> Source data:
↓↓↓
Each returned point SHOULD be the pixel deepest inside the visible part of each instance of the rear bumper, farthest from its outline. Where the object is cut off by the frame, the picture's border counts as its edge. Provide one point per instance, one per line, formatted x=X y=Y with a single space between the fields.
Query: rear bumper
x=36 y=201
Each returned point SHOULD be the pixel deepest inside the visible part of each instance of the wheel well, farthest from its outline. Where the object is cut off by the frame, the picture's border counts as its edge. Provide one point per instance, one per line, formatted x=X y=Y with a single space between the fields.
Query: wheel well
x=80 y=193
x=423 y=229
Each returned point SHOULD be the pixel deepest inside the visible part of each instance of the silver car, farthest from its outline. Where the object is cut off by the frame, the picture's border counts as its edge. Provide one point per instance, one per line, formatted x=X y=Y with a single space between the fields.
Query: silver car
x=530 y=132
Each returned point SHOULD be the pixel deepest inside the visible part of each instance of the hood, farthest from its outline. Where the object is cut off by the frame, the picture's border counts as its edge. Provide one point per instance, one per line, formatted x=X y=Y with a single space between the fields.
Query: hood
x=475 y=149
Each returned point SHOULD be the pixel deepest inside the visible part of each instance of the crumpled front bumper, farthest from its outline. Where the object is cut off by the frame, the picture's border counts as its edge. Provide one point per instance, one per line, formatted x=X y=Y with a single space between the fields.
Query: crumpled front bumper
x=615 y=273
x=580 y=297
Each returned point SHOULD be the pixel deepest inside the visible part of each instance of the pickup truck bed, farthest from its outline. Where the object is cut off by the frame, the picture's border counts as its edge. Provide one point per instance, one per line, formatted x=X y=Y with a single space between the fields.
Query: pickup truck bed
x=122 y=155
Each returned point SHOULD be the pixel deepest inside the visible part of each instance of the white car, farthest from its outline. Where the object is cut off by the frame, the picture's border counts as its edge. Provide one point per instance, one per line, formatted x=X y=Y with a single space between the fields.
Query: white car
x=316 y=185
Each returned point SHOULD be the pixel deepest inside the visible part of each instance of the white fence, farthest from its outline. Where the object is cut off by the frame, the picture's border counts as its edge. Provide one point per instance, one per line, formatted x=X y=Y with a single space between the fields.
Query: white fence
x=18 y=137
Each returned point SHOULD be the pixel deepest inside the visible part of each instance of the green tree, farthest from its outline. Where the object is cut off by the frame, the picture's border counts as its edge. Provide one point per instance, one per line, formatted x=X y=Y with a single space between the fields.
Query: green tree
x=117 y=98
↑↑↑
> Action item: Using the records above as the source, restate each line verbatim.

> Output:
Each returned point SHOULD be the pixel deepest inside the visible part of each instance of the rear bumper, farthest from its outline. Where the object is cut off by the frame, the picture's border counts as its edge. Provide one point per instance, one per line, formatted x=X y=Y with a single space between the fields.
Query: rear bumper
x=36 y=201
Each returned point SHOULD be the pixel deepest inside the visible part of each instance of the wheel well, farthest from its outline. Where the object is cut off by the frame, the picture's border counts as its edge. Provide one point per instance, one per line, formatted x=X y=Y with a single space between the fields.
Query: wheel well
x=80 y=193
x=423 y=229
Each returned point SHOULD be the pixel deepest inside the visible part of each instance of the silver car, farthest from its outline. Where the object is cut off by the frame, the picture's border counts as its edge. Provide one point per instance, one per line, formatted x=X y=Y with a single space between the fields.
Query: silver car
x=530 y=132
Each returned point SHOULD be the pixel deepest inside the visible part of each instance of the hood, farthest from its outline. Where the object is cut off by the frame, the picture's border counts as its edge. Provide one point per instance, one per line, formatted x=X y=Y with a single space between the fields.
Query: hood
x=475 y=149
Each returned point SHOULD be the pixel deepest inside the visible part of each instance of the crumpled front bumper, farthest from its outline. Where the object is cut off by the frame, the picture's border counts as its edge. Provide one point per instance, one per line, formatted x=X y=Y with a single space between the fields.
Query: crumpled front bumper
x=615 y=273
x=580 y=297
Each returned point SHOULD be the pixel deepest inside the visible part of each instance of the pickup truck bed, farthest from its outline. Where the object is cut off by the frame, the picture's border counts as its edge. Provide one point per instance, one per line, formatted x=X y=Y with a single space between the fields.
Query: pickup truck bed
x=122 y=155
Each returned point SHOULD be the pixel deepest inside the visible part of each instance of the white car, farthest from its outline. Where the object is cut off by the frame, the picture's border counts as its edge. Provide one point per instance, one per line, formatted x=X y=Y with a single space between the fields.
Query: white car
x=316 y=185
Each returned point SHOULD be the pixel deepest inside the visible part of each instance of the white fence, farthest from its outline. Where the object is cut off by the frame, the picture's border counts as its edge. Provide one point per instance, one per line, formatted x=X y=Y with a single space between the fields.
Query: white fence
x=18 y=137
Each returned point SHOULD be the pixel deepest inside the visible part of each instance of the green tree, farthest from its outline. Where the object is cut off by the frame, the picture's border counts as its edge. Provide one point per instance, one per line, formatted x=X y=Y with a single space between the fields.
Query: green tree
x=117 y=98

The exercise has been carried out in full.